◆ **GIVEN REQUEST 1**
Answer these questions using the article on linear programming for cloud GPUs below.
(a) A few months ago, how much cheaper than the going rate for H100s could H200 GPUs be obtained?
(b) What name does Modal use for its containers?
(c) In the example script, what price and limit are given for CloudB?
◆ **GIVEN REQUEST 2**
Repeat the passage of the article on linear programming for cloud GPUs below from "If you haven’t" up to and including "planning, or supply.".
◆ **GIVEN REQUEST 3**
Go on with the article on linear programming for cloud GPUs below, starting after its final sentence.

◆ **TEXT PROVIDED**
━━━━━━━━━━

Startups get up to $50k in free compute credits.
May 7, 202510 minute read
Linear Programming for Fun and Profit
author
Colin Weld
Member of Technical Staff
author
Irfan Sharif
Member of Technical Staff

If you haven’t noticed, the GPU market is highly volatile. NVIDIA repeatedly spews out new chip architectures, doubling FLOPS every few years. Everyone shifts towards the newest cards, causing temporary supply crunches and high prices. But Modal’s customers don’t want to think about these price fluctuations. They want GPUs of all kinds at predictable and good prices, and the ability to demand thousands of GPUs on a moment’s notice, without having to worry about pricing, capacity planning, or supply.

At Modal, we’ve built a “resource solver” system which is capable of finding and enjoying arbitrages in this cloud storm, satiating our customers’ demand for scalable compute at good prices. Did you know that a few months ago you could get hundreds of superior H200 GPUs for 20% less than the going rate for inferior H100s? The solver did, and it took that deal.

At its core, Modal’s resource solver is a linear programming, or LP, solver — an algorithm which can quickly and reliably maximize an objective given a set of linear constraints. We feed this algorithm information about current demand in our system, plus current prices, availability and performance for a variety of cloud server types. It then spits out a delta — which kinds of instances we should spin up and spin down, and how many we need of each to satisfy demand. The resource solver keeps our serverless system afloat, allowing our customers to gleefully forget about the horrors of cloud instance quotas and reservations. But it also finds temporary discounts and arbitrage opportunities, saving millions of dollars a year.

Understanding capacity

The problem the solver solves is easy to understand, and it shows up in many domains. Consider the simplest possible version of Modal — let’s call it Modull, because it’s simple. Your customers want to run on NotVidia’s flagship GPU, the A1. As customers call their Modull Functions over the course of a day, you have an ever-changing number of containers (we call them Tasks) which demand variable numbers of A1 GPUs. How do you service all these containers? With only a single type of resource, it’s easy — you add up the total number of A1 GPUs requested. If you’re already running that many GPUs, you’re done. If not, figure out how many more GPUs you need, and then get as many as you can from whatever cloud provider offers them for the best price. If you can’t scale up sufficiently, you try the next best cloud provider, and so forth. You could write a script that does this.

# For each per‑cloud instance type, we know the current price and the capacity limit.
cloud_provider_prices_and_limits = {
    "CloudA": {"price": 1, "limit": 5},
    "CloudB": {"price": 2, "limit": 20},
}

def solve_for_demand(
    requested: int,
    providers: dict = cloud_provider_prices_and_limits,
):
    remaining = requested
    allocation = {name: 0 for name in providers}

    # Sort providers by increasing price.
    for name, info in sorted(providers.items(), key=lambda p: p[1]["price"]):
        if remaining == 0:
            break

        # Exhaust cheaper instances before using more expensive ones.
        buy = min(remaining, info["limit"])
        allocation[name] = buy
        remaining -= buy

    return allocation

A key problem: users want containers scheduled in seconds, but it takes minutes to acquire and start a new cloud server. So you have to maintain some headroom. To do this relatively cost-efficiently, you can maintain a buffer — some configured number of extra, idle GPUs — that newly scheduled containers can burst into, without having to wait for scale-up. This doesn’t come for free, but it’s an easy way to deliver good performance. Modal does this, more-or-less. When a customer suddenly runs hundreds of containers at once, we maintain a large enough buffer to schedule their containers instantaneously, while scaling up concurrently. You’d need to account for this buffer in the solver.

━━━━━━━━━━

Records of labeled boxes:
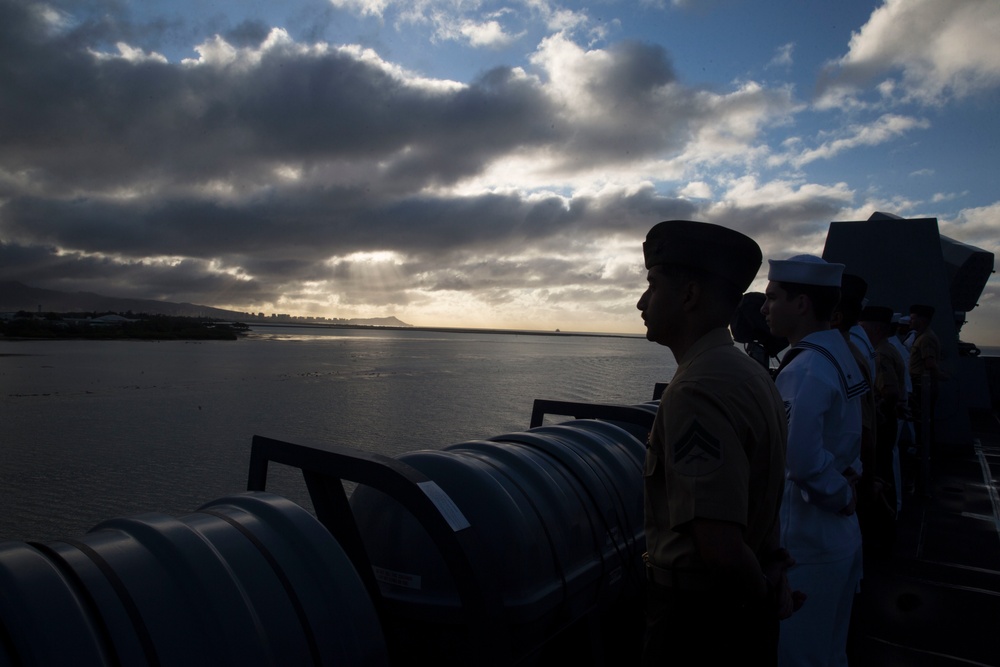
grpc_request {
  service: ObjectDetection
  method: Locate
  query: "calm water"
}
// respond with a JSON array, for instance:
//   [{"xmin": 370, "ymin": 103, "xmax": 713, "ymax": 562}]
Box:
[{"xmin": 0, "ymin": 327, "xmax": 675, "ymax": 541}]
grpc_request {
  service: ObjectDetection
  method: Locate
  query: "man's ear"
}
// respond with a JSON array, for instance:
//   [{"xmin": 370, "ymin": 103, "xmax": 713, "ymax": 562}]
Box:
[
  {"xmin": 682, "ymin": 280, "xmax": 705, "ymax": 311},
  {"xmin": 792, "ymin": 294, "xmax": 812, "ymax": 315}
]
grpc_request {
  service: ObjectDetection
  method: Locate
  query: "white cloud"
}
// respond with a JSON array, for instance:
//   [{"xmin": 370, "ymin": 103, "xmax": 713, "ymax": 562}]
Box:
[
  {"xmin": 329, "ymin": 0, "xmax": 392, "ymax": 17},
  {"xmin": 765, "ymin": 42, "xmax": 795, "ymax": 68},
  {"xmin": 90, "ymin": 42, "xmax": 167, "ymax": 63},
  {"xmin": 770, "ymin": 114, "xmax": 930, "ymax": 167}
]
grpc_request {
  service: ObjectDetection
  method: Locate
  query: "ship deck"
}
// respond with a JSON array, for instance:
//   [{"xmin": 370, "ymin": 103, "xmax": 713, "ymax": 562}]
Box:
[{"xmin": 848, "ymin": 410, "xmax": 1000, "ymax": 667}]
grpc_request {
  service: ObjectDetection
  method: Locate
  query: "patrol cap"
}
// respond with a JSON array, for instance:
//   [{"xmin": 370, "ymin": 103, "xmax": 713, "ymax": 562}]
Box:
[
  {"xmin": 642, "ymin": 220, "xmax": 763, "ymax": 292},
  {"xmin": 858, "ymin": 306, "xmax": 894, "ymax": 324},
  {"xmin": 767, "ymin": 255, "xmax": 844, "ymax": 287}
]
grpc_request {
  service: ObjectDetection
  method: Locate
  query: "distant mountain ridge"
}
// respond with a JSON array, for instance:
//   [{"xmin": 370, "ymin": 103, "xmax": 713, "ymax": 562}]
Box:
[{"xmin": 0, "ymin": 280, "xmax": 411, "ymax": 327}]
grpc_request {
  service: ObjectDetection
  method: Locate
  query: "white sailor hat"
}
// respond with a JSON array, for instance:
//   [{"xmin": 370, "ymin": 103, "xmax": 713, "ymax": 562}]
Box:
[{"xmin": 767, "ymin": 255, "xmax": 844, "ymax": 287}]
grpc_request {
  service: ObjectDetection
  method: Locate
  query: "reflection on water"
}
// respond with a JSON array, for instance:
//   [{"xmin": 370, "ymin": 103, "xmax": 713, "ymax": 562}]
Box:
[{"xmin": 0, "ymin": 327, "xmax": 675, "ymax": 540}]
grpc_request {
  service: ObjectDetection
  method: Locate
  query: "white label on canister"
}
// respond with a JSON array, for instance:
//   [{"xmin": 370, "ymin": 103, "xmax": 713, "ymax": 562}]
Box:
[
  {"xmin": 417, "ymin": 481, "xmax": 472, "ymax": 533},
  {"xmin": 372, "ymin": 565, "xmax": 420, "ymax": 590}
]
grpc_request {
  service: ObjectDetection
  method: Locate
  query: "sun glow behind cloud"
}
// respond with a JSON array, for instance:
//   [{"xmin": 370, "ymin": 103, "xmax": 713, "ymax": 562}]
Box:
[{"xmin": 0, "ymin": 0, "xmax": 1000, "ymax": 342}]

━━━━━━━━━━

◆ **EXPECTED OUTPUT 1**
(a) 20% less than the going rate for H100s.
(b) Tasks.
(c) A price of 2 and a limit of 20.

◆ **EXPECTED OUTPUT 2**
If you haven’t noticed, the GPU market is highly volatile. NVIDIA repeatedly spews out new chip architectures, doubling FLOPS every few years. Everyone shifts towards the newest cards, causing temporary supply crunches and high prices. But Modal’s customers don’t want to think about these price fluctuations. They want GPUs of all kinds at predictable and good prices, and the ability to demand thousands of GPUs on a moment’s notice, without having to worry about pricing, capacity planning, or supply.

◆ **EXPECTED OUTPUT 3**
In the simplest version of this problem, finding an arb(itrage) is easy. It’s barely even an arb — you’re just looking for the cheapest prices to satisfy demand, which is easy to find. But the problem becomes more complicated when you introduce more constraints:

  • Modal users don’t just care about GPUs; they also need specific amounts of CPU and RAM, too.
  • Tasks that only want CPU can run anywhere, even on GPU machines, but GPU tasks must run on particular machines, but maybe only in a subset of regions.
  • Users can choose between 7 kinds of GPUs if they want, multiple types of GPUs in order of preference, or no GPU at all.
  • User demand on our system varies wildly as customers constantly scale up and down by orders of magnitude.
  • We run instances on every major cloud, and prices change by the minute.

This problem quickly becomes hairy to solve in the naive way we handled the simple case above. It’s possible we could find an arb; it’s more likely we’d write buggy code that bleeds money and doesn’t even let our users scale.

Simplex made easy

If we view our capacity challenge through the right mathematical lens, we can see opportunity, rather than risk, in the nonstop volatility of cloud compute supply and demand. Consider the simplest possible example, where we only offer one type of GPU in one region, and instances have 8 GPUs each. We can represent this as a linear programming problem — a linear expression to minimize, and a set of linear constraints:

Modal’s complicated demand story can also be represented this way, more or less!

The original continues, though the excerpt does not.